== Directions for this task ==
Pull out every line below that contains the word "black" and copy each one.

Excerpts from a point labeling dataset
◇ ◇ ◇ ◇ ◇ ◇ ◇

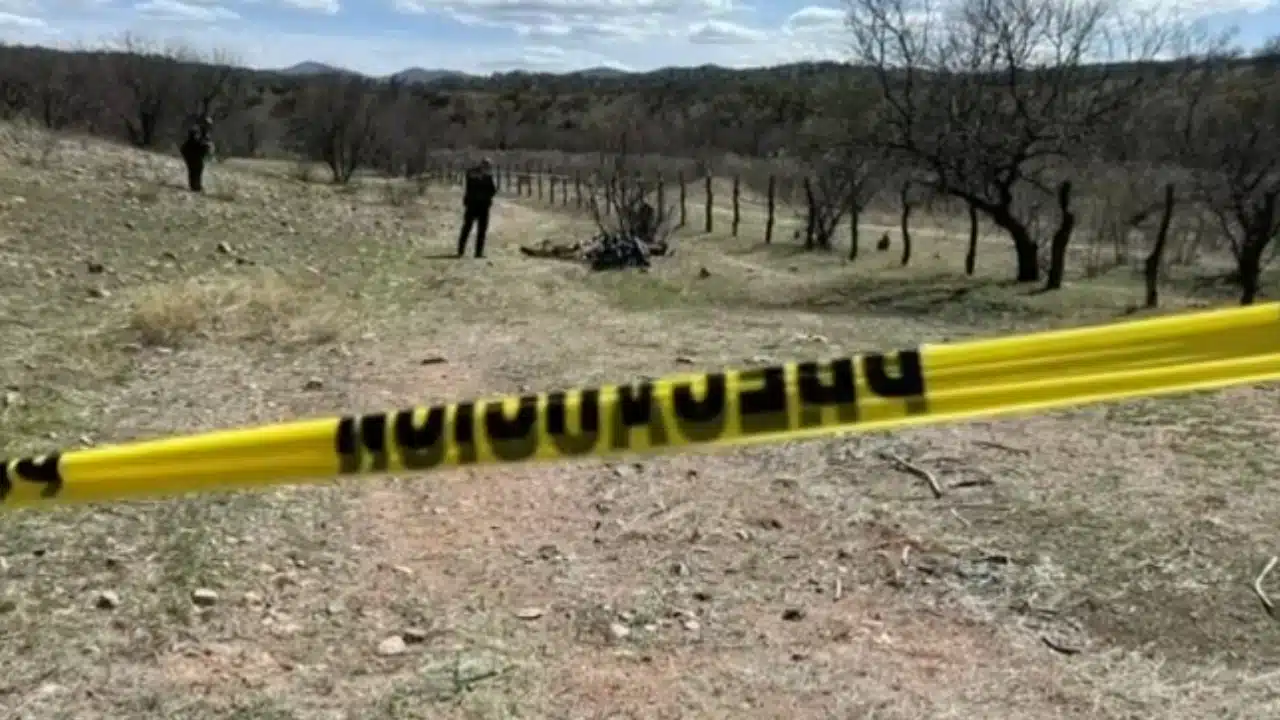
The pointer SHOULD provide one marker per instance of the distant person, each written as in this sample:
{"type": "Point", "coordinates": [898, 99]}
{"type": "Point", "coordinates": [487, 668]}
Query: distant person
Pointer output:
{"type": "Point", "coordinates": [476, 201]}
{"type": "Point", "coordinates": [196, 150]}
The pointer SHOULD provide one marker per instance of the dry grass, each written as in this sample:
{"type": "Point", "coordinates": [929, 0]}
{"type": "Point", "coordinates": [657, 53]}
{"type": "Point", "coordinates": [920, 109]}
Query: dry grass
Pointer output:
{"type": "Point", "coordinates": [808, 579]}
{"type": "Point", "coordinates": [263, 306]}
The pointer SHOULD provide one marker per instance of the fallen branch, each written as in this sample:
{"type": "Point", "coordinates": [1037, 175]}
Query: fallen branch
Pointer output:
{"type": "Point", "coordinates": [914, 470]}
{"type": "Point", "coordinates": [1059, 648]}
{"type": "Point", "coordinates": [1257, 587]}
{"type": "Point", "coordinates": [1002, 446]}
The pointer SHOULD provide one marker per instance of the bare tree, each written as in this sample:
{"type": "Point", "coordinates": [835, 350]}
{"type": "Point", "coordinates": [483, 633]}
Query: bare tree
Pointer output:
{"type": "Point", "coordinates": [995, 94]}
{"type": "Point", "coordinates": [622, 209]}
{"type": "Point", "coordinates": [147, 81]}
{"type": "Point", "coordinates": [1237, 168]}
{"type": "Point", "coordinates": [336, 123]}
{"type": "Point", "coordinates": [218, 83]}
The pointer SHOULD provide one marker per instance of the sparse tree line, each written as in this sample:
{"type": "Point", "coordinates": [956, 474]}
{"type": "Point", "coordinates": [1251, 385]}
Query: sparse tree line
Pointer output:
{"type": "Point", "coordinates": [1046, 119]}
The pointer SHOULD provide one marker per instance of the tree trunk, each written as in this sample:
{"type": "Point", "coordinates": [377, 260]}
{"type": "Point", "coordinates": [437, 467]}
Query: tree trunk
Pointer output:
{"type": "Point", "coordinates": [970, 259]}
{"type": "Point", "coordinates": [854, 212]}
{"type": "Point", "coordinates": [812, 215]}
{"type": "Point", "coordinates": [1257, 236]}
{"type": "Point", "coordinates": [1251, 267]}
{"type": "Point", "coordinates": [1061, 237]}
{"type": "Point", "coordinates": [1157, 249]}
{"type": "Point", "coordinates": [906, 223]}
{"type": "Point", "coordinates": [1024, 246]}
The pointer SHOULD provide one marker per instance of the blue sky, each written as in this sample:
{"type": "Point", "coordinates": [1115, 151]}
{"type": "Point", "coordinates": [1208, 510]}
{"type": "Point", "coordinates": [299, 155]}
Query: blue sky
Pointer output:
{"type": "Point", "coordinates": [383, 36]}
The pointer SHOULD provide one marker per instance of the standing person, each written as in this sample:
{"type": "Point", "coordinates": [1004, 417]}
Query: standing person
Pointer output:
{"type": "Point", "coordinates": [476, 200]}
{"type": "Point", "coordinates": [195, 151]}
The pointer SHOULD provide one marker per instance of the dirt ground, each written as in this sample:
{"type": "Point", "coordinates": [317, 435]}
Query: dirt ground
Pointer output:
{"type": "Point", "coordinates": [1095, 563]}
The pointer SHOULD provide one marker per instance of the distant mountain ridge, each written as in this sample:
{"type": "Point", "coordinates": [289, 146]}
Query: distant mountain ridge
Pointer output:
{"type": "Point", "coordinates": [428, 76]}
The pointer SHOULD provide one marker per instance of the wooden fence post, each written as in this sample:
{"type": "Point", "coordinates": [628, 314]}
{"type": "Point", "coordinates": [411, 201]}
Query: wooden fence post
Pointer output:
{"type": "Point", "coordinates": [711, 200]}
{"type": "Point", "coordinates": [736, 195]}
{"type": "Point", "coordinates": [768, 222]}
{"type": "Point", "coordinates": [684, 206]}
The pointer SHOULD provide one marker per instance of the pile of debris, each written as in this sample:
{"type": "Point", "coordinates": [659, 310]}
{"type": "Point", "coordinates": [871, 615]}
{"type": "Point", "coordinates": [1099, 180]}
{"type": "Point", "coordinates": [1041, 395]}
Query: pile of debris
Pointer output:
{"type": "Point", "coordinates": [618, 251]}
{"type": "Point", "coordinates": [606, 251]}
{"type": "Point", "coordinates": [631, 231]}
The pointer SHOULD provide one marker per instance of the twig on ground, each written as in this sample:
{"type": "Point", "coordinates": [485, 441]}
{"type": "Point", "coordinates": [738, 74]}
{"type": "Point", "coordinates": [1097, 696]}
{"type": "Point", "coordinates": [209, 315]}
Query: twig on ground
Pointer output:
{"type": "Point", "coordinates": [1002, 446]}
{"type": "Point", "coordinates": [974, 483]}
{"type": "Point", "coordinates": [1257, 587]}
{"type": "Point", "coordinates": [1059, 648]}
{"type": "Point", "coordinates": [903, 464]}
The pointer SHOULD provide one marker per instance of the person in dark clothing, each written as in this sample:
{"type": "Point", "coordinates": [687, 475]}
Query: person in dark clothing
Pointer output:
{"type": "Point", "coordinates": [195, 151]}
{"type": "Point", "coordinates": [476, 200]}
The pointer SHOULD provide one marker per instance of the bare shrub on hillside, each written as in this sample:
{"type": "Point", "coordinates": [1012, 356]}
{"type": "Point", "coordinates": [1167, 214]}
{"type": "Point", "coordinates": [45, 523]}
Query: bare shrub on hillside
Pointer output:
{"type": "Point", "coordinates": [1237, 167]}
{"type": "Point", "coordinates": [337, 124]}
{"type": "Point", "coordinates": [988, 94]}
{"type": "Point", "coordinates": [146, 91]}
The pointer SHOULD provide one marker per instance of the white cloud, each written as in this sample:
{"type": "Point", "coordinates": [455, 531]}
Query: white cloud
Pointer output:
{"type": "Point", "coordinates": [816, 19]}
{"type": "Point", "coordinates": [186, 10]}
{"type": "Point", "coordinates": [13, 19]}
{"type": "Point", "coordinates": [723, 32]}
{"type": "Point", "coordinates": [327, 7]}
{"type": "Point", "coordinates": [590, 19]}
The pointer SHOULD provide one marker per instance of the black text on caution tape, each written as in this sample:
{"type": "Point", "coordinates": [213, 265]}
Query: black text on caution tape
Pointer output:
{"type": "Point", "coordinates": [670, 413]}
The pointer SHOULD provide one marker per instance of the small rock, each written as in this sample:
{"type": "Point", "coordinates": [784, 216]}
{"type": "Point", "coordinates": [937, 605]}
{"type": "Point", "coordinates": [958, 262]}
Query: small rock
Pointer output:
{"type": "Point", "coordinates": [392, 646]}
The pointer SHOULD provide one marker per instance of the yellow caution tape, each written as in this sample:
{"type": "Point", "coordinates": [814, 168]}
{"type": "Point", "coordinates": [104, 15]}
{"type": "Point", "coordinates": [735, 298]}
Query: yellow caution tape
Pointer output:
{"type": "Point", "coordinates": [931, 383]}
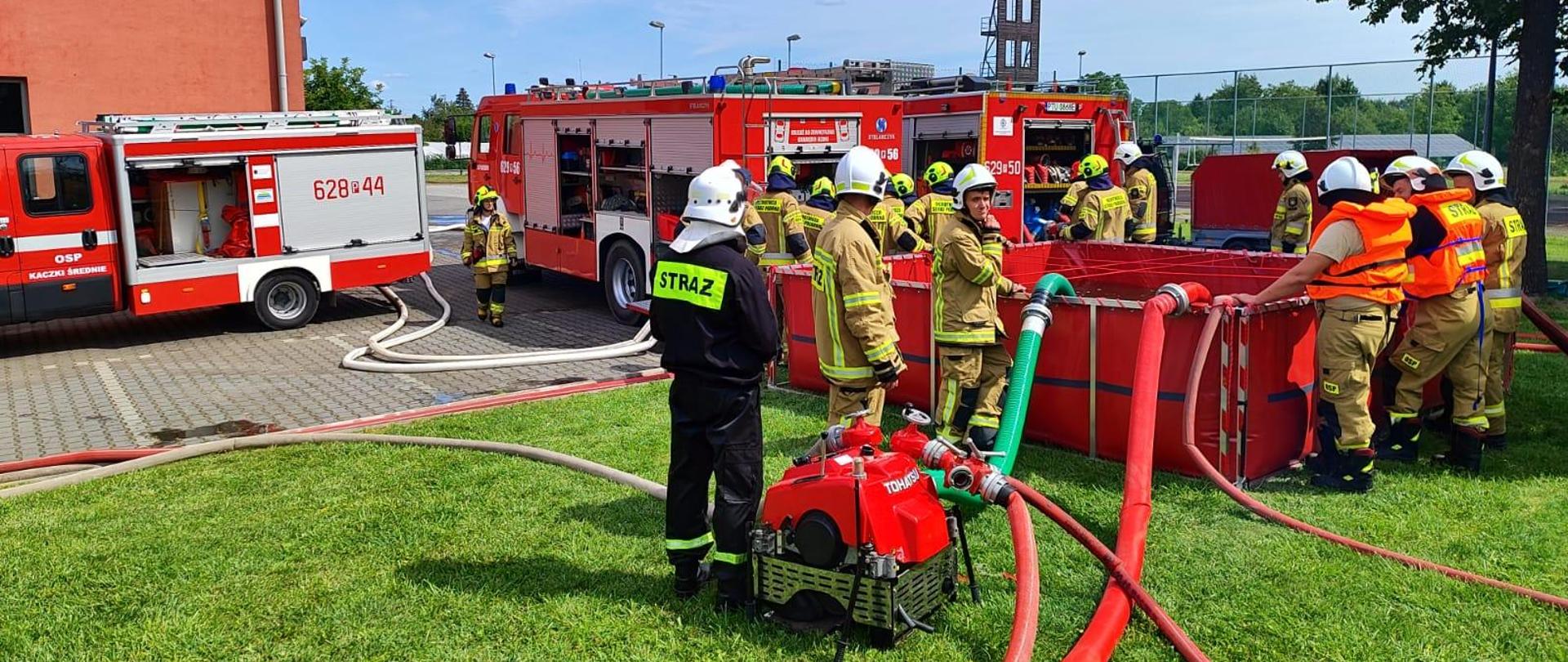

◇ ◇ ◇ ◇ ◇ ◇ ◇

== Answer to the problem ==
The pointer SHOULD provide one marker per instance of the black text on caution tape, each written as in this sample:
Query: black text on caution tape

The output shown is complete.